Output the rows from the one containing "Expected: a single pin indicated on each instance of the hanging" through the one containing "(1129, 863)" as a numbered list, leaving out any blank lines.

▶ _SUPPLIED RECORDS_
━━━━
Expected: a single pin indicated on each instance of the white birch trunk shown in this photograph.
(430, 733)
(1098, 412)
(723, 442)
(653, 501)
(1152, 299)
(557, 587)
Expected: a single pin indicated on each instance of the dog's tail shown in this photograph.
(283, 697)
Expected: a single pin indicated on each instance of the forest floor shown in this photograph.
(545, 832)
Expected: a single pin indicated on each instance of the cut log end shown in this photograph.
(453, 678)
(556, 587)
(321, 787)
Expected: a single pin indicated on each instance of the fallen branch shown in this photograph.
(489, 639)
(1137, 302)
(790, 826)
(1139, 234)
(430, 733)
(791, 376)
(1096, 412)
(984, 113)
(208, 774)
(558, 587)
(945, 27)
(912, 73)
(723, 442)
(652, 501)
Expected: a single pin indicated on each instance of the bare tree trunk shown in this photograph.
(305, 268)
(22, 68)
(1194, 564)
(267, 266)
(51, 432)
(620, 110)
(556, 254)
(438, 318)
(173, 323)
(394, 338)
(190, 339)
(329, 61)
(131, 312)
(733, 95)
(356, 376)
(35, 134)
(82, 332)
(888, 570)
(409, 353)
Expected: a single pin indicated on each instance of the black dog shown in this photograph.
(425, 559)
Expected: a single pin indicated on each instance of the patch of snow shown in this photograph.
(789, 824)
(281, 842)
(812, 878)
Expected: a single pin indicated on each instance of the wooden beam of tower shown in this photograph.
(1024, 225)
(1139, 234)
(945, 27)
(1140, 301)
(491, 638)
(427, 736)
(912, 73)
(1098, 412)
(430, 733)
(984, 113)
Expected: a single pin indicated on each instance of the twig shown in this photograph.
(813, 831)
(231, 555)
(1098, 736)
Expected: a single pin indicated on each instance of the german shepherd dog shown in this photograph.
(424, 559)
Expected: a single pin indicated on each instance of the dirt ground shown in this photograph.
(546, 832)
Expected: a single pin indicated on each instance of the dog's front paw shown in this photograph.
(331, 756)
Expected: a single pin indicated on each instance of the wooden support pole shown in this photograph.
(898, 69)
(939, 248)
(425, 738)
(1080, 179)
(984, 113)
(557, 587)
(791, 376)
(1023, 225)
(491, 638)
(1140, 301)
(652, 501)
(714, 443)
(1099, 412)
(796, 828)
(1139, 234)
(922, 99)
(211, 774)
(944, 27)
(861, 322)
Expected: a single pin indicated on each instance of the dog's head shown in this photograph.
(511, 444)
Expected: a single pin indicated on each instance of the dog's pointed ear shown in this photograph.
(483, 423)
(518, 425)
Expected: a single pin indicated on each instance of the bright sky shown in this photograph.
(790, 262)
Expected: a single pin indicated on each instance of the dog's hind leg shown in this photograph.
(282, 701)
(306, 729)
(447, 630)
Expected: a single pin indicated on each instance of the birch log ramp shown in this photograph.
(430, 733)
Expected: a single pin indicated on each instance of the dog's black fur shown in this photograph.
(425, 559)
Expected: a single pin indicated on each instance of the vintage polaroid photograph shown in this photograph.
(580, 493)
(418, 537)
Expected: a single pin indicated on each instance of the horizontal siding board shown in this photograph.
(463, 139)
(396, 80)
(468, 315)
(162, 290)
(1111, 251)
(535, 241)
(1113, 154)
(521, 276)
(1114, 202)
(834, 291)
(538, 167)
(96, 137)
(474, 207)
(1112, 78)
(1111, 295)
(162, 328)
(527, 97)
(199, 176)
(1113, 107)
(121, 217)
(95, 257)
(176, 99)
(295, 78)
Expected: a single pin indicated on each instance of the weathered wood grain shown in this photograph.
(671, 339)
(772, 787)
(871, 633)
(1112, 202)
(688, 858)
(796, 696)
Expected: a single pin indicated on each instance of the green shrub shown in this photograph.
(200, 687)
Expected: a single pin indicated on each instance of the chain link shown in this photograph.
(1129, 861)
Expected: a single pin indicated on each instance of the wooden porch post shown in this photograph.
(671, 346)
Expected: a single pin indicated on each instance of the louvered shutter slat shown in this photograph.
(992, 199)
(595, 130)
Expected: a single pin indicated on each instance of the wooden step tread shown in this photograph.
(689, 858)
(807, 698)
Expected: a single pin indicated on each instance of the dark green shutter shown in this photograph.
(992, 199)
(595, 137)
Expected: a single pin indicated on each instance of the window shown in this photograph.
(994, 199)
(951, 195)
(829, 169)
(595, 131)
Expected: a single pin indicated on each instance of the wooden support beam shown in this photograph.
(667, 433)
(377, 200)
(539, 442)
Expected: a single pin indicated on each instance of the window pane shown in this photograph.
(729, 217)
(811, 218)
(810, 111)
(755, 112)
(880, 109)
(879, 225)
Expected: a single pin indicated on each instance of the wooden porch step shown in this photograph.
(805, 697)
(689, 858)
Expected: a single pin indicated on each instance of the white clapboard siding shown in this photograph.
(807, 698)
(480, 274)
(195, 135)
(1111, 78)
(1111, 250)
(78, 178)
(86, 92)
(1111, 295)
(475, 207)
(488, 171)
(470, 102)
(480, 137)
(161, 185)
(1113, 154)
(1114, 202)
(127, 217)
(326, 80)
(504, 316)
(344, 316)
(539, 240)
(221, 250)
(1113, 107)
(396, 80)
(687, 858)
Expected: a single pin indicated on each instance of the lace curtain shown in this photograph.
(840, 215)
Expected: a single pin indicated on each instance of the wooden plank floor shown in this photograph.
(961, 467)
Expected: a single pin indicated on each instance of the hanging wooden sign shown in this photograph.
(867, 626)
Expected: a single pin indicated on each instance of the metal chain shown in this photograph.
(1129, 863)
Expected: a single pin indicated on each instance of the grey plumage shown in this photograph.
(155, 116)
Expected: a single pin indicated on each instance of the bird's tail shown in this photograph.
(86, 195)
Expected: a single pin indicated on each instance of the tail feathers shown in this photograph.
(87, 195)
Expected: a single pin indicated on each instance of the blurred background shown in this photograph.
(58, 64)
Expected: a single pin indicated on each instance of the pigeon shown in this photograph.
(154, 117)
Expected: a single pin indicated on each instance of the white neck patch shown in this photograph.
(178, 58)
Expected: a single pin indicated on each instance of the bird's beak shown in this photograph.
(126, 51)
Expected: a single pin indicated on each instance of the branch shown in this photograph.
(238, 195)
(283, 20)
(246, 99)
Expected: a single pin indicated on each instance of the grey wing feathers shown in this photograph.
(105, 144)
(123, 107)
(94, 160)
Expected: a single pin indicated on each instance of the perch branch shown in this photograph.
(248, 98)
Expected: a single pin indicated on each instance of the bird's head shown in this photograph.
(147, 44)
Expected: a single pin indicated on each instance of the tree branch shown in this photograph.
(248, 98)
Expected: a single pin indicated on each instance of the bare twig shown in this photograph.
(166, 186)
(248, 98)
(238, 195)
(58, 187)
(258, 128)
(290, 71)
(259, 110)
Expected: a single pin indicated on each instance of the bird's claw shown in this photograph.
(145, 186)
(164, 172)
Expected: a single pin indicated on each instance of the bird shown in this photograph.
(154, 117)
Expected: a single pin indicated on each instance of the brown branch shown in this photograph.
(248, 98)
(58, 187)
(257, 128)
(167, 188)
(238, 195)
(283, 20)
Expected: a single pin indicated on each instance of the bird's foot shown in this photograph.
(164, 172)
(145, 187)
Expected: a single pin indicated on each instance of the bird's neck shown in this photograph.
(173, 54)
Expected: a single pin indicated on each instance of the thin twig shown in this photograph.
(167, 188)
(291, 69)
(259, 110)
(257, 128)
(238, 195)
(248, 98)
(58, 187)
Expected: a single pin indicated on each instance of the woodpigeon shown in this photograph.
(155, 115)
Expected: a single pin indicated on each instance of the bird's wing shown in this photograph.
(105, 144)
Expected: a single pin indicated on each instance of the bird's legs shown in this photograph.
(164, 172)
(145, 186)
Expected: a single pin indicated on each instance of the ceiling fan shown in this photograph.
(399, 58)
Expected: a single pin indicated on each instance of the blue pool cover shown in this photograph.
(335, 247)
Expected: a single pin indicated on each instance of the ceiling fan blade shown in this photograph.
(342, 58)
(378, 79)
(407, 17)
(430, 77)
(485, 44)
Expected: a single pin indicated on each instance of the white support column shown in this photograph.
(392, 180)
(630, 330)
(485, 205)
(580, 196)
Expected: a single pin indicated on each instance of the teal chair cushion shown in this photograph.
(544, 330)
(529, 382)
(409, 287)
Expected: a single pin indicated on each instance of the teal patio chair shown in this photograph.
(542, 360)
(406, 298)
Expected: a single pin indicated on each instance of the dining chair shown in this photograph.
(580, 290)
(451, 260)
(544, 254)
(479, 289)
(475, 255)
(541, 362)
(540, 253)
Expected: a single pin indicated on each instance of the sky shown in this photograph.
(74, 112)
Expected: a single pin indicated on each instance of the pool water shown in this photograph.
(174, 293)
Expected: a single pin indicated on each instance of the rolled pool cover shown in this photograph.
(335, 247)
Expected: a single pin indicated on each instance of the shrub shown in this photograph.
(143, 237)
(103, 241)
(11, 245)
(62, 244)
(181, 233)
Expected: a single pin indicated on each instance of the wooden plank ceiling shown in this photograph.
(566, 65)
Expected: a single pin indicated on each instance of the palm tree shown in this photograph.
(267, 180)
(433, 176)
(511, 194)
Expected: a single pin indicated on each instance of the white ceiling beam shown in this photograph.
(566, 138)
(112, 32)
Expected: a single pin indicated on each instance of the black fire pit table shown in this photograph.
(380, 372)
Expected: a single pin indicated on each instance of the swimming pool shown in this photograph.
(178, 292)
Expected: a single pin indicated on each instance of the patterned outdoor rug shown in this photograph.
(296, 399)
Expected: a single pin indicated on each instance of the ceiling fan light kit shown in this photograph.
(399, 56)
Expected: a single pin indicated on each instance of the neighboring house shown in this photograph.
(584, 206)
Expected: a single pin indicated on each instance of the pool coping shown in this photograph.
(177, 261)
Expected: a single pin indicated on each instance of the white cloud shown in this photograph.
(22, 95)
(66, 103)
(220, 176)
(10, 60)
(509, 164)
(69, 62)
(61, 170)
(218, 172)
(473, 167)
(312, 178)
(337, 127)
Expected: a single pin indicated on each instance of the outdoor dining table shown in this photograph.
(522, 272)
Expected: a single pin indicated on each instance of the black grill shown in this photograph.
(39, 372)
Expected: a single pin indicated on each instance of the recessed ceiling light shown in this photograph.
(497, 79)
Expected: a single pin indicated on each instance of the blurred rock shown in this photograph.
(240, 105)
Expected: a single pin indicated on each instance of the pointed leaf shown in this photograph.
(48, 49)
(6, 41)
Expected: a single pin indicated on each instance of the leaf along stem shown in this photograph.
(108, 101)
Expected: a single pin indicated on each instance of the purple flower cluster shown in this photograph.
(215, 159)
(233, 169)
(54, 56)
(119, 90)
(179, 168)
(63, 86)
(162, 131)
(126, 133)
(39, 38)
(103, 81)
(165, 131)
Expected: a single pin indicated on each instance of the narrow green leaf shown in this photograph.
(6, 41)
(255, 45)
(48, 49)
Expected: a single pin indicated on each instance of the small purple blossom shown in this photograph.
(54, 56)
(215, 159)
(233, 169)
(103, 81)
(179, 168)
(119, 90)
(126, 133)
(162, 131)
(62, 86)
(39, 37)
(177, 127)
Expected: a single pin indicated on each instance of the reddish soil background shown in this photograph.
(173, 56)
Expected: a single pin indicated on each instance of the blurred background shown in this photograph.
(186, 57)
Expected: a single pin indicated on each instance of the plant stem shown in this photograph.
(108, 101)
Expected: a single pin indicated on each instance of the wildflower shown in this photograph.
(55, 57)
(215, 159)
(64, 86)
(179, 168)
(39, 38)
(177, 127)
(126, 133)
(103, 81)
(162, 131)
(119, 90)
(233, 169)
━━━━
▶ _RESULT_
1. Expected: a single pin indicated on each instance of the hanging wooden sign shown in this photograph.
2. (867, 626)
3. Expected: a single pin indicated on each instance of the metal chain shown in this photograph.
4. (1129, 863)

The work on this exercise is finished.